Теперь эти, наши же, по всей вероятности, укрепления гороховцам и соседним частям с большим напряжением сил пришлось отбирать у врага, преодолевая его ожесточённое сопротивление и трудности зимнего времени. Противник огрызался огнём, не терял организованности, грамотно управлял своими силами в обороне. Его солдаты всё ещё предпочитали плену продолжение борьбы. Но теперь они боялись не только русского плена, но и репрессий своего командования, нацистов в отношении тех, кто помышлял прекратить борьбу «до последнего патрона».
Вот воспоминания Г.А. Криворучко, назначенного командовать 2-м батальоном, сформированным для наступательных действий в степи: «По распоряжению штаба бригады, пленных немцев мы пытались отправлять обратно в их подразделения с предложением агитировать прекратить бессмысленное сопротивление и сдаться в плен. Но пленные немецкие солдаты категорически отказывались идти к своим, поясняя, что там будут уничтожены как предатели, а трупы их будут сожжены. Они заявили, что лучше расстреляйте нас здесь, чем возвращаться в свою часть, где их ожидает пытка, а потом смерть».
Новые трудности
Наступательные бои того периода запомнились нескольким ветеранам трудностями в управлении наступающими подразделениями и частями. Так, А.И. Щеглов писал: «Наступление идёт довольно неорганизованно. Может, сказалось долгое сидение в обороне, может, недоработал и штаб бригады. Но ведь и от бригады остались одни рожки да ножки. В ротах — по десятку стрелков, фронт наступления растянулся, а противник лапки кверху и не думает поднимать — огрызается порой очень основательно». Эту оценку развивает Иван Николаевич Чернов. Поначалу в ходе наступления он выполнял обязанности начальника штаба 2-го «сборного» стрелкового батальона. Затем до конца наступления он являлся начальником штаба 1-го сводного батальона, куда воедино «слили» все немногочисленные наличные силы пехоты 124-й бригады для участия в завершающей фазе наступления.
«Мне приходилось, — вспоминал И.Н. Чернов, — держать связь с новым комбригом полковником Магалашвили. Никто не видел, не знал, каков он есть, наш новый комбриг. Но я и сейчас помню его заученно-формальные команды: «Короткими перебежками — вперёд!» Его не интересовало, есть куда перебегать или нет, что нужно для батальона, чтобы вести бой. В батальоне, ротах царила нервозность. Нередко одна команда противоречила другой. Людей на глазах немцев переставляли с фланга на фланг, с первого эшелона во второй и наоборот. И вот Саша Графчиков сорвался, не вытерпел этой бестолковщины, покрыл от души матом этих «главковерхов» — и полковника и представителя корпуса в штабе бригады».
----
# Задание 1:
Ответьте по фрагменту о боях 124-й бригады:
(а) Командовать каким батальоном был назначен Г.А. Криворучко?
(б) Какую должность И.Н. Чернов занимал до конца наступления?
(в) Какую команду полковника Магалашвили помнит И.Н. Чернов?
# Задание 2:
Пожалуйста, продолжите фрагмент о боях 124-й бригады сразу после его последней фразы.
Следующий далее листинг — самостоятельный материал, к фрагменту он не относится.

# Блок данных:
----
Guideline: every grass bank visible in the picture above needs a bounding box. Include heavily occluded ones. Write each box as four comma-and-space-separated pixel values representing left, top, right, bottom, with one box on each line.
----
# Ожидаемый ответ 1:
(а) 2-м батальоном, сформированным для наступательных действий в степи.
(б) Начальник штаба 1-го сводного батальона.
(в) «Короткими перебежками — вперёд!»

# Ожидаемый ответ 2:
«…Противник крепко держал нас перед железнодорожными вагонами, — пишет И.Н. Чернов. — В снежной пустыне эти вагоны высились как неприступная крепость. Бьём прямой наводкой, снаряды отскакивают от железных колёсных пар, высекая искры. Только поднимемся в атаку, противник, точно из-под земли, начинает поливать нас из пулемётов. Долго мы топтались у этих вагонов. А в трубку только истошные, с грузинским акцентом, команды: «Короткими перебежками — вперёд!» Как нелепо и больно было после командования Горохова слышать такую глупость от нашего нового начальника. …На подступах к вагонам мы потеряли много наших людей. Смельчакам удавалось добраться до вагонов, и тогда между колёсами завязывались жестокие рукопашные бои. Сколько мы «ни грызли» эти вагоны, дело долго не удавалось. Но вот «прогрызли» и вновь вышли на простор».
По мере втягивания в наступательные бои командованию становилось понятно, что у бригады ослаблена боевая мощь. Она дерётся с врагом своими немногочисленными силами, потому что её бойцы и командиры получили хорошую боевую выучку, имеют высокий моральный дух. Но пять месяцев непрерывных боёв дают о себе знать. Бригаде требуется срочное пополнение, которого нет. Поэтому на ходу пришлось ещё раз переформировывать остатки подразделений. Командир бригады решил всю оставшуюся живую силу свести всего в один стрелковый батальон. Согласно приказу о реорганизации, из всех стрелковых частей в бригаде сколачивают один сводный батальон. Из поддерживающих огневых средств создают мощную огневую группу. Этот 1-й сводный батальон, как его теперь стали официально именовать, возглавил теперь капитан Дмитрий Фёдорович Старощук. Он выполнял в штабе бригады обязанности начальника разведки. Высвободившиеся при реорганизации офицеры были выведены в тыл, где создаётся командный резерв бригады.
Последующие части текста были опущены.